===== RECORDS SHOWN =====
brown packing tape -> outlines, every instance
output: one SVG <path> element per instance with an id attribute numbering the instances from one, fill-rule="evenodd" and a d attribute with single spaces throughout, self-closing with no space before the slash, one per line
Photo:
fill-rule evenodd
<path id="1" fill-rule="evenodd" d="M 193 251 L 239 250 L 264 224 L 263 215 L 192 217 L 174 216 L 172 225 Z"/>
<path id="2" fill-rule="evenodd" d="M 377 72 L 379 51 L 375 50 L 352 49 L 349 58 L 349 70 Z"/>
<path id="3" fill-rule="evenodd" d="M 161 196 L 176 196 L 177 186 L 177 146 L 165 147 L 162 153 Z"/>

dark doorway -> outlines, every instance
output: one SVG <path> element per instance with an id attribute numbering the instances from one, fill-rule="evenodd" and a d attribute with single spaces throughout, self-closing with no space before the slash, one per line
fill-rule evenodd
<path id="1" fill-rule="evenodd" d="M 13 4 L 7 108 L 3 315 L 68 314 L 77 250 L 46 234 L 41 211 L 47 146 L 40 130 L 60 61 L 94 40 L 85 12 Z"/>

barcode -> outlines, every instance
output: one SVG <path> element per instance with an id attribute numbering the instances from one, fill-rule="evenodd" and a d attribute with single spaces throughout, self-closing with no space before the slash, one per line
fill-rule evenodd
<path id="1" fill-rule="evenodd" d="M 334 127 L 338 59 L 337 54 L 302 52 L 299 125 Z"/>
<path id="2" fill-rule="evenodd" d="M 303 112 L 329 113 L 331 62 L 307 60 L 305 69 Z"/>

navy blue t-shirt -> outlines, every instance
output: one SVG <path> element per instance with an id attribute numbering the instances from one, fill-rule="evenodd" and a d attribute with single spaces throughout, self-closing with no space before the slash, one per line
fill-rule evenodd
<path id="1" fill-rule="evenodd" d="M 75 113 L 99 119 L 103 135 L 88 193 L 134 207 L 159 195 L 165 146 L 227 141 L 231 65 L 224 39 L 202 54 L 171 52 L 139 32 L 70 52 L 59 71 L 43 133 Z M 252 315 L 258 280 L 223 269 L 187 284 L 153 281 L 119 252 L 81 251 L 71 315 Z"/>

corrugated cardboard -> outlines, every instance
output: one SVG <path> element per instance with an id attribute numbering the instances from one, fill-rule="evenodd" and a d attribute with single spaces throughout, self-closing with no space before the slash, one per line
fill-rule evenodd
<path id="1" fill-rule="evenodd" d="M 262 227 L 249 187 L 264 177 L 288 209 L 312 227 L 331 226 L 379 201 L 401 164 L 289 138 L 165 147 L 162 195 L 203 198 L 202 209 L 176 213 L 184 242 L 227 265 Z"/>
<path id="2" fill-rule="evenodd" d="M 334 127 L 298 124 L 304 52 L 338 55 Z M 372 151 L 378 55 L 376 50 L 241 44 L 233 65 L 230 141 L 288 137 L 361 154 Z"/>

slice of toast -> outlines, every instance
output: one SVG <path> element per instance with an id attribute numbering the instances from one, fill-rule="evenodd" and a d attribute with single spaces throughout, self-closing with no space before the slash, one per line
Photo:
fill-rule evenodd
=====
= WRITTEN REQUEST =
Write out every one of the lines above, without changing a single character.

= TASK OUTPUT =
brown packing tape -> outlines, every instance
output: one SVG <path> element per instance with an id attribute numbering the instances from one, fill-rule="evenodd" and a d attribute with single spaces throughout, self-closing with no space before the slash, one per line
Photo:
fill-rule evenodd
<path id="1" fill-rule="evenodd" d="M 193 251 L 239 250 L 264 224 L 263 215 L 192 217 L 174 216 L 172 225 Z"/>
<path id="2" fill-rule="evenodd" d="M 377 72 L 379 51 L 375 50 L 352 49 L 349 58 L 349 70 Z"/>
<path id="3" fill-rule="evenodd" d="M 161 196 L 176 196 L 177 186 L 177 146 L 165 147 L 162 153 Z"/>

dark doorway -> outlines, every instance
output: one SVG <path> element per instance with an id attribute numbering the instances from one, fill-rule="evenodd" and a d attribute with single spaces throughout, self-closing with no space before the slash, one per line
fill-rule evenodd
<path id="1" fill-rule="evenodd" d="M 13 4 L 7 108 L 3 315 L 68 314 L 77 250 L 46 234 L 41 211 L 47 146 L 40 130 L 60 61 L 94 40 L 85 12 Z"/>

barcode -> outlines, every instance
output: one SVG <path> element per instance with an id attribute numbering the instances from one, fill-rule="evenodd" and a d attribute with single spaces throughout, self-closing with no space before the slash, one per line
fill-rule evenodd
<path id="1" fill-rule="evenodd" d="M 334 127 L 338 59 L 337 54 L 302 52 L 299 125 Z"/>
<path id="2" fill-rule="evenodd" d="M 303 112 L 329 113 L 331 62 L 307 60 L 305 69 Z"/>

navy blue t-shirt -> outlines, every instance
output: one SVG <path> element per instance with an id attribute numbering the instances from one, fill-rule="evenodd" and a d attribute with single spaces throughout, self-closing with no space before the slash, one per line
fill-rule evenodd
<path id="1" fill-rule="evenodd" d="M 75 113 L 99 119 L 103 135 L 88 193 L 134 207 L 159 195 L 165 146 L 227 141 L 231 65 L 224 39 L 202 54 L 171 52 L 139 32 L 70 52 L 59 71 L 43 133 Z M 252 315 L 258 280 L 223 269 L 187 284 L 153 281 L 119 252 L 81 251 L 71 315 Z"/>

corrugated cardboard -> outlines, every instance
output: one SVG <path> element per instance with an id attribute numbering the instances from one, fill-rule="evenodd" and a d attribute with single spaces throughout, self-closing with no space before the slash, one per line
fill-rule evenodd
<path id="1" fill-rule="evenodd" d="M 262 227 L 249 187 L 264 177 L 288 209 L 312 227 L 331 226 L 379 201 L 401 164 L 289 138 L 165 147 L 162 195 L 203 198 L 202 209 L 176 213 L 184 242 L 227 265 Z"/>
<path id="2" fill-rule="evenodd" d="M 334 127 L 298 124 L 304 52 L 338 55 Z M 372 151 L 378 55 L 376 50 L 241 44 L 233 65 L 230 141 L 288 137 L 361 154 Z"/>

slice of toast -> outlines, every instance
output: one SVG <path> element per instance with an id attribute numbering the instances from one, fill-rule="evenodd" and a d attribute with single spaces throughout, self-closing with no space before the slash, one per line
Photo:
fill-rule evenodd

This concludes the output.